SELECTED EXTRACT:
§
The associate professor with the School of Human Evolution and Social Change is also being recognized by the American Association for the Advancement of Science (AAAS) with the 2024 Robert W. Sussman Award for “her outstanding contributions to understanding human relationships and their evolutionary impact.”

“I am deeply honored to receive this award,” Nelson said. “In academe, we are often working away on a set of research questions without any expectation of reward or even acknowledgment. We pursue our areas of inquiry because they are theoretically or methodologically intriguing. To have one’s peers acknowledge this effort is incredibly rewarding and humbling. Truthfully, it inspires me to redouble my efforts exploring questions of human behavior, sociality and health.”

ASU News talked with Nelson about her work and the award.

Editor's note: Answers have been edited for length and clarity.

Question: AAAS acknowledges your contributions to understanding human relationships and their evolutionary impact. Can you talk about your work in this area and the research you are passionate about? 

Answer: I am a biocultural biological anthropologist whose work explores the relationship between social and kin networks and individual health outcomes. I am currently developing a project exploring experiences of social support, psychosocial stress, adult health and child growth and development in Black populations in the greater Toronto area, Canada. I am also working with colleagues exploring transgenerational community building and health outcomes amongst farmers in Texas. My previous work explored the relationship between caretaking strategies, residential context and child health outcomes in Jamaica. With this work, I have two aims: one, to explore how one’s experience of their social life and embeddedness in kin networks correlates to embodied health, and two, to test and refine the theories that we use to study the core features of human sociality, and by extension human evolution. 

All of my work has been completed while in conversation and collaboration with community members and colleagues. I am grateful to everyone for trusting me with their knowledge and supporting me as I work to refine my research. I would like to specifically thank colleagues who took the time to nominate me for this award for their belief in and support of my work.
§
ACTIVITIES:
1: Check each statement against the interview and answer yes or no, quoting the words that settle it: (a) Nelson's new project looks at Black populations around Toronto. (b) Nelson's earlier research was on farmers in Texas. (c) The award Nelson is receiving from AAAS is the 2024 Robert W. Sussman Award.
2: According to the interview, why do academics keep pursuing their research questions, and why does Nelson find peer recognition so rewarding? Answer in one to three sentences.
3: Write out the part of the interview starting at "ASU News talked" and ending at "are passionate about?".
Nothing in the listing matters for these tasks.

EXERCISE DATA:
§
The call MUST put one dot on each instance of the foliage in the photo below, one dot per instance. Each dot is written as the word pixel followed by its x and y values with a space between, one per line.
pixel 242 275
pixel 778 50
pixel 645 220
§
LIST OF ANSWERS:
1:
(a) Yes: "Black populations in the greater Toronto area, Canada"
(b) No: "My previous work explored the relationship between caretaking strategies, residential context and child health outcomes in Jamaica"
(c) Yes: "the 2024 Robert W. Sussman Award"

2: In academe, people usually work on their research questions without expecting reward or even acknowledgment. They pursue their areas of inquiry because those areas are theoretically or methodologically intriguing. That is why having peers acknowledge the effort feels incredibly rewarding and humbling to Nelson.

3:
ASU News talked with Nelson about her work and the award.

Editor's note: Answers have been edited for length and clarity.

Question: AAAS acknowledges your contributions to understanding human relationships and their evolutionary impact. Can you talk about your work in this area and the research you are passionate about?